** DOCUMENT TEXT **
◆ ◆ ◆ ◆ ◆
We depend on communications satellites. These space-based relay stations are more active than we realize, receiving signals from the ground, filtering them, changing their frequencies, and amplifying them before sending them back to specific spots on Earth. But the first communications satellites were passive, simply reflecting signals back to a specific point Earth. They were the “Echo satellites” — the first launched in 1960 and the second launched just over 50 years ago on January 25, 1964.
The Echo program began in 1956 as a National Advisory Committee for Aeronautics experiment. The large, balloon-inspired satellites were designed primarily to test the effects the upper atmosphere on large lightweight orbital structures. But a second use for a reflective body in space soon occurred to John Robinson Pierce and Rudolf Kompfner, two researchers with AT&T’s Bell Telephone Laboratories. Already interested in using satellites for communications, they realized the Echo was a perfect passive communications test bed. The satellite couldn’t do much, but it would be a great body off which to bounce signals, sending them from one point on Earth to another. When the NACA was dissolved and replaced by NASA, Echo became a NASA project.
◆ ◆ ◆ ◆ ◆
[Referring expression pointing data]

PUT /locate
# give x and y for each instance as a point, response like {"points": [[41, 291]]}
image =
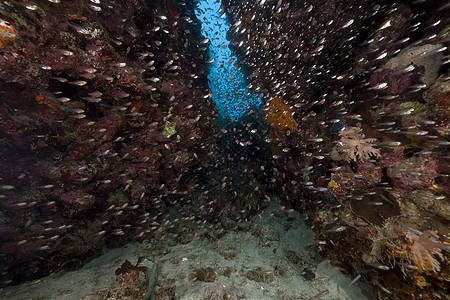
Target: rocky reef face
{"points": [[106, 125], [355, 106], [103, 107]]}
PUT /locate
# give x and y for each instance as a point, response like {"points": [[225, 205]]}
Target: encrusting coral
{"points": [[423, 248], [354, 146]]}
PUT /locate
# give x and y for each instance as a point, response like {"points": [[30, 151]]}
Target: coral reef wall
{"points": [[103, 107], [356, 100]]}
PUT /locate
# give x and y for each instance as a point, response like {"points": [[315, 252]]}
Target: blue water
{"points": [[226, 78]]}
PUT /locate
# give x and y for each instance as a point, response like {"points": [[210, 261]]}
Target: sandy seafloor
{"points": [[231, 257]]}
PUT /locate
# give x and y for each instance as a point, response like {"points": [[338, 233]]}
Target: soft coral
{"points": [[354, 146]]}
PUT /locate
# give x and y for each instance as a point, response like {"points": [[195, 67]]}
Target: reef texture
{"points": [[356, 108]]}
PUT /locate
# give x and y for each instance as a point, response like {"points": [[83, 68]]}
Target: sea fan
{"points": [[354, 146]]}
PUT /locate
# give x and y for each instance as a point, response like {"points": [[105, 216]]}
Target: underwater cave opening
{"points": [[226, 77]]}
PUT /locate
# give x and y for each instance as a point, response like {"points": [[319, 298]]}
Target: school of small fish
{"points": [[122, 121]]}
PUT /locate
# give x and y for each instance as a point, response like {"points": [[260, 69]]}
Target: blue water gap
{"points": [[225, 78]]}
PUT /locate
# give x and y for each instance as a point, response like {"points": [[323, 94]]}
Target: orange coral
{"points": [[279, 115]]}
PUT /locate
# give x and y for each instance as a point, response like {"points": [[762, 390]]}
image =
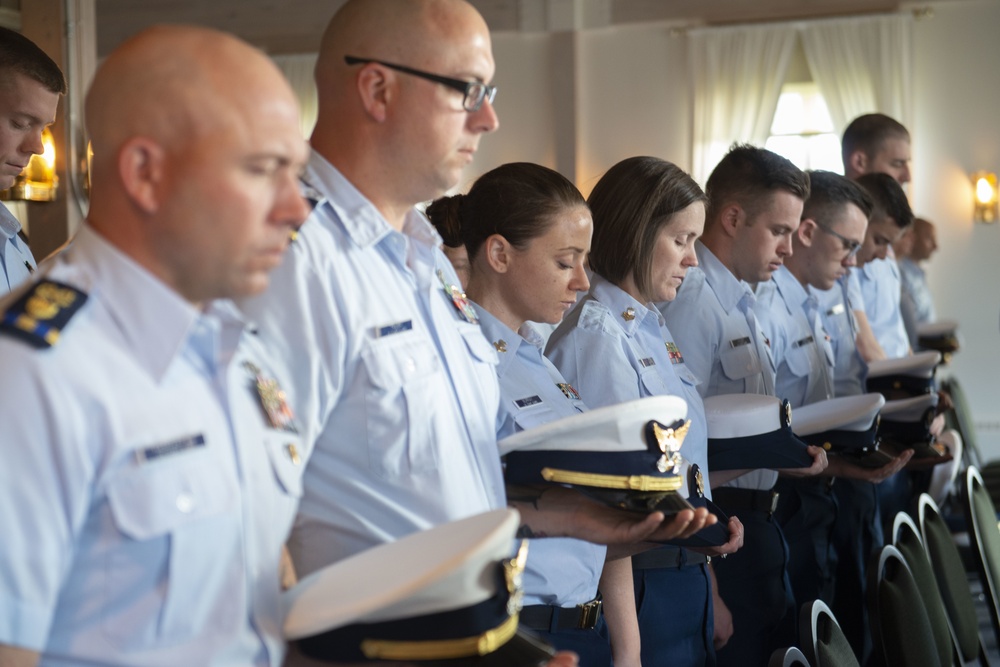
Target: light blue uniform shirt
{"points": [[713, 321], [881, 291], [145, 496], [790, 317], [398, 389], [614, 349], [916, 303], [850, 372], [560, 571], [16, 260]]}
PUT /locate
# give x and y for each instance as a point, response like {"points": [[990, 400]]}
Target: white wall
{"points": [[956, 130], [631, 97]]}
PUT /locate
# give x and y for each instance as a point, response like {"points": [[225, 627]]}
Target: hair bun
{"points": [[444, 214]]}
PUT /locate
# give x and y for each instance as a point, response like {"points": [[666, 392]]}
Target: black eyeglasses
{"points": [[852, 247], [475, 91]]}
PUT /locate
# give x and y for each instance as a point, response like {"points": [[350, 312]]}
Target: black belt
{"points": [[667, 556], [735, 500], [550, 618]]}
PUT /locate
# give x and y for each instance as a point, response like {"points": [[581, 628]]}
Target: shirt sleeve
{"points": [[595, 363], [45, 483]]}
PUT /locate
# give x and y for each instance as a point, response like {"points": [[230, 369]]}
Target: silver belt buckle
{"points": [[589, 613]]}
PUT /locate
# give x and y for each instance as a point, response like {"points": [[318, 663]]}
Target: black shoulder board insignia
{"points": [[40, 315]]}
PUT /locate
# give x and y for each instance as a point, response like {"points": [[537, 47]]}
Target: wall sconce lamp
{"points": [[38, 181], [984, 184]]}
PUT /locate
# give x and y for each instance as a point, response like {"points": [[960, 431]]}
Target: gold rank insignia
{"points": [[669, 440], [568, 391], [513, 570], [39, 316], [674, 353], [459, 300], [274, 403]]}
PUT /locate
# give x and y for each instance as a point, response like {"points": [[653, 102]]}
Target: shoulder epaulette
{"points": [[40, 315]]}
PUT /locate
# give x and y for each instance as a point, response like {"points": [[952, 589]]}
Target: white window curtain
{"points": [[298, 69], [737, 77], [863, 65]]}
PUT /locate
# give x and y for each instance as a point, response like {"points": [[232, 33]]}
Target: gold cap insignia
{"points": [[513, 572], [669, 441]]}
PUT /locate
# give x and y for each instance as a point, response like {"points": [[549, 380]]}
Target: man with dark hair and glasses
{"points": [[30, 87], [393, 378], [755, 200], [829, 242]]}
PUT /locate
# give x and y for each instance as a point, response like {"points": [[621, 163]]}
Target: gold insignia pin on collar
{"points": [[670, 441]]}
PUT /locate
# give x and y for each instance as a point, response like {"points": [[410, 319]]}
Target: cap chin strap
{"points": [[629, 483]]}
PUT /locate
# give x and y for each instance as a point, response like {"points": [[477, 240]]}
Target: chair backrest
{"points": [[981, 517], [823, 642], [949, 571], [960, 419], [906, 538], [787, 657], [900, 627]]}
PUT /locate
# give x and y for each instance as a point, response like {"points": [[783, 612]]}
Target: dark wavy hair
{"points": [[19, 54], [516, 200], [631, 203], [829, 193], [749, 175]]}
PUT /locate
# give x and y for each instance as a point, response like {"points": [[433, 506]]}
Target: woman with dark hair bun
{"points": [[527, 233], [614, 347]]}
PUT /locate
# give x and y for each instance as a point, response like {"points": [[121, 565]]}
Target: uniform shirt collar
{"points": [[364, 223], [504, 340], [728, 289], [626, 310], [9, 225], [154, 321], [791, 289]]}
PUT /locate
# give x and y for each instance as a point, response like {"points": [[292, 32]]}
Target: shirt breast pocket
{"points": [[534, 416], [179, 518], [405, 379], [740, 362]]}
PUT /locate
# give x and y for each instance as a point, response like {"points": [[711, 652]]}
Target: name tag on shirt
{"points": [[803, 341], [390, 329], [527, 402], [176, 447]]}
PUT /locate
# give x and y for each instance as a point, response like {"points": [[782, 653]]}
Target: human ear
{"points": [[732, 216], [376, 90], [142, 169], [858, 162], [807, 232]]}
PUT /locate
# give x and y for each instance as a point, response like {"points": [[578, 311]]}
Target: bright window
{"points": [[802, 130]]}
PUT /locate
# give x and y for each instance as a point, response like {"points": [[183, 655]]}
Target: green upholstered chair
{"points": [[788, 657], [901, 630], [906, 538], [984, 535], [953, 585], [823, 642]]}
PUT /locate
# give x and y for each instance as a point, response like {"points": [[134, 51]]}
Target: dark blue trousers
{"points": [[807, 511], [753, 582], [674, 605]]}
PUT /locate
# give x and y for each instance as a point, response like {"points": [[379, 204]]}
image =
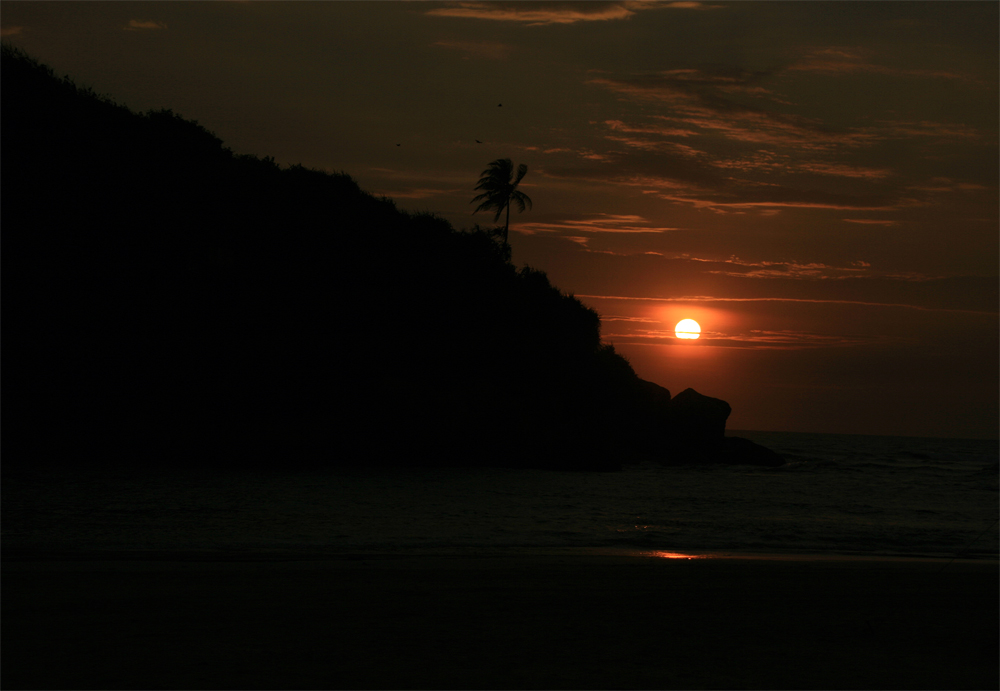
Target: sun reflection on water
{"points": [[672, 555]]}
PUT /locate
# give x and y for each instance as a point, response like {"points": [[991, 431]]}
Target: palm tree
◆ ◆ ◆ ◆ ◆
Reproduce the text on the Echo satellites starting at "The Echo program" and ending at "a NASA project.", substituting "engineers" for "researchers".

The Echo program began in 1956 as a National Advisory Committee for Aeronautics experiment. The large, balloon-inspired satellites were designed primarily to test the effects the upper atmosphere on large lightweight orbital structures. But a second use for a reflective body in space soon occurred to John Robinson Pierce and Rudolf Kompfner, two engineers with AT&T’s Bell Telephone Laboratories. Already interested in using satellites for communications, they realized the Echo was a perfect passive communications test bed. The satellite couldn’t do much, but it would be a great body off which to bounce signals, sending them from one point on Earth to another. When the NACA was dissolved and replaced by NASA, Echo became a NASA project.